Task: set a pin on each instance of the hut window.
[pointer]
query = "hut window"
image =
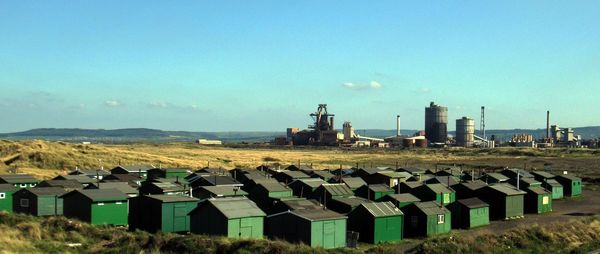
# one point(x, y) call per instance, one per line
point(441, 218)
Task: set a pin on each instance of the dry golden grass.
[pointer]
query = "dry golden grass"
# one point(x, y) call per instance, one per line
point(46, 159)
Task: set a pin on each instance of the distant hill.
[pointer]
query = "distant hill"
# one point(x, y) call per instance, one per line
point(137, 134)
point(153, 135)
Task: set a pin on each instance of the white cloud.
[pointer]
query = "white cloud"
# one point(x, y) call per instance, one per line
point(158, 104)
point(373, 85)
point(112, 103)
point(423, 90)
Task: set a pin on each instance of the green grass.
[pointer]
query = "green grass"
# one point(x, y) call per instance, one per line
point(28, 234)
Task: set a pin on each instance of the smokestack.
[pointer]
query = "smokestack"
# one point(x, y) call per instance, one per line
point(331, 123)
point(398, 126)
point(547, 124)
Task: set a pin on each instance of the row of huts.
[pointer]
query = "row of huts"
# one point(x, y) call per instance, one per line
point(299, 204)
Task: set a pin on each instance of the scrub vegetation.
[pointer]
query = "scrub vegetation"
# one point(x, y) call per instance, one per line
point(47, 159)
point(28, 234)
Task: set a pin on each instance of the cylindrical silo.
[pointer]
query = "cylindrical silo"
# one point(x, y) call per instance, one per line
point(465, 132)
point(436, 123)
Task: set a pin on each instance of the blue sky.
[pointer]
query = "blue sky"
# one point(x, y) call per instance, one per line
point(265, 65)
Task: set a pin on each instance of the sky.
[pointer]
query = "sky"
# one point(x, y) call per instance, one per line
point(265, 65)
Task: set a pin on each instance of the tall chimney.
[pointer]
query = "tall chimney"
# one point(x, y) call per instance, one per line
point(331, 127)
point(398, 126)
point(547, 124)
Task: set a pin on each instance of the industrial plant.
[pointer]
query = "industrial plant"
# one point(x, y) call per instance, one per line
point(322, 132)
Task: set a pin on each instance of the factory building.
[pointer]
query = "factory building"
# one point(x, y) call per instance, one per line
point(436, 123)
point(465, 132)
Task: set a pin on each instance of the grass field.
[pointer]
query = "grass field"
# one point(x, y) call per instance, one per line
point(46, 159)
point(27, 234)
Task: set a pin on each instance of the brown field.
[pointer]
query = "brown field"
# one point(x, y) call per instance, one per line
point(46, 159)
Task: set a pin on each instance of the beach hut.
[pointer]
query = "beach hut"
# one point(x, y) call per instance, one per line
point(377, 222)
point(315, 228)
point(204, 192)
point(426, 219)
point(305, 187)
point(435, 192)
point(168, 173)
point(468, 189)
point(44, 201)
point(469, 213)
point(571, 185)
point(401, 200)
point(506, 201)
point(236, 217)
point(554, 187)
point(97, 206)
point(6, 197)
point(19, 180)
point(538, 200)
point(166, 213)
point(374, 191)
point(345, 204)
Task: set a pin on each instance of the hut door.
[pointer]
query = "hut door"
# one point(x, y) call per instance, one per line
point(245, 228)
point(329, 234)
point(179, 218)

## Problem statement
Please lay out every one of the lines above as a Markdown table with the columns "Row" and "Line", numbering the rows in order and skipping blank lines. Leave the pictures out of the table.

## Final result
| Row | Line |
|---|---|
| 1 | Task: set a pin on each instance of the hut window. |
| 2 | [pointer] |
| 3 | query = "hut window" |
| 4 | image = |
| 5 | # one point(x, y) call per instance, one per line |
| 6 | point(441, 218) |
| 7 | Task: set a pin on each instance of the dry golden grass. |
| 8 | [pointer] |
| 9 | query = "dry golden grass" |
| 10 | # one point(x, y) call per instance, one per line |
| 11 | point(46, 159) |
| 12 | Task: set a pin on each instance of the distant hill. |
| 13 | [pointer] |
| 14 | query = "distant hill" |
| 15 | # one point(x, y) call per instance, one per line |
| 16 | point(137, 134) |
| 17 | point(153, 135) |
| 18 | Task: set a pin on each instance of the white cloud. |
| 19 | [pointer] |
| 20 | query = "white cloud" |
| 21 | # one point(x, y) call per instance, one per line |
| 22 | point(158, 104) |
| 23 | point(373, 85) |
| 24 | point(112, 103) |
| 25 | point(423, 90) |
| 26 | Task: set a pin on each instance of the green grass. |
| 27 | [pointer] |
| 28 | query = "green grass" |
| 29 | # one point(x, y) call per instance, one per line |
| 30 | point(28, 234) |
| 31 | Task: set a pin on each instance of the smokestack. |
| 32 | [pointer] |
| 33 | query = "smokestack" |
| 34 | # one point(x, y) call per instance, one per line |
| 35 | point(331, 123) |
| 36 | point(398, 126) |
| 37 | point(547, 124) |
| 38 | Task: set a pin on each instance of the row of huts. |
| 39 | [pointer] |
| 40 | query = "row of huts" |
| 41 | # one point(x, y) call per instance, one per line |
| 42 | point(299, 204) |
| 43 | Task: set a pin on each instance of the scrub vegetation. |
| 44 | [pointer] |
| 45 | query = "scrub vegetation" |
| 46 | # one point(x, y) call per instance, one per line |
| 47 | point(47, 159) |
| 48 | point(28, 234) |
| 49 | Task: set a pin on each instance of the cylindrical silo. |
| 50 | [pointer] |
| 51 | query = "cylindrical silo" |
| 52 | # one point(x, y) call per instance, one per line |
| 53 | point(465, 132) |
| 54 | point(436, 123) |
| 55 | Task: set a pin on each instance of the blue sky. |
| 56 | [pointer] |
| 57 | query = "blue sky" |
| 58 | # one point(x, y) call per instance, one per line |
| 59 | point(265, 65) |
| 60 | Task: set a pin on each instance of the sky. |
| 61 | [pointer] |
| 62 | query = "sky" |
| 63 | # one point(x, y) call per instance, one per line |
| 64 | point(265, 65) |
| 65 | Task: set a pin on each instance of the tall chimney. |
| 66 | [pointer] |
| 67 | query = "tall chimney" |
| 68 | # one point(x, y) call per instance, one per line |
| 69 | point(331, 127) |
| 70 | point(398, 126) |
| 71 | point(547, 124) |
| 72 | Task: set a pin on each instance of the industrial plant. |
| 73 | [pointer] |
| 74 | query = "industrial plant" |
| 75 | # one point(x, y) call per instance, one per line |
| 76 | point(322, 132) |
| 77 | Task: set a pin on each instance of the factory building. |
| 78 | [pointer] |
| 79 | query = "factory building" |
| 80 | # one point(x, y) call per instance, one per line |
| 81 | point(436, 123) |
| 82 | point(465, 132) |
| 83 | Task: set a pin on each instance of the grass field. |
| 84 | [pointer] |
| 85 | query = "grass field" |
| 86 | # one point(x, y) call per instance, one per line |
| 87 | point(46, 159) |
| 88 | point(27, 234) |
| 89 | Task: set a pin on each instance of the brown field. |
| 90 | [pointer] |
| 91 | query = "brown field" |
| 92 | # one point(x, y) call per instance, one per line |
| 93 | point(46, 159) |
| 94 | Task: set a pin on each instance of the beach hut. |
| 95 | [pointer] |
| 96 | query = "beach hut" |
| 97 | # one point(x, y) call per instance, one per line |
| 98 | point(377, 222) |
| 99 | point(315, 228) |
| 100 | point(204, 192) |
| 101 | point(426, 219) |
| 102 | point(305, 187) |
| 103 | point(435, 192) |
| 104 | point(168, 173) |
| 105 | point(468, 189) |
| 106 | point(44, 201) |
| 107 | point(469, 213) |
| 108 | point(571, 185) |
| 109 | point(401, 200) |
| 110 | point(506, 201) |
| 111 | point(236, 217) |
| 112 | point(554, 187) |
| 113 | point(97, 206) |
| 114 | point(6, 197) |
| 115 | point(19, 180) |
| 116 | point(538, 200) |
| 117 | point(166, 213) |
| 118 | point(374, 191) |
| 119 | point(345, 204) |
| 120 | Task: set a pin on each instance of the hut door. |
| 121 | [pointer] |
| 122 | query = "hut door" |
| 123 | # one point(x, y) call per instance, one per line |
| 124 | point(245, 228) |
| 125 | point(329, 234) |
| 126 | point(179, 218) |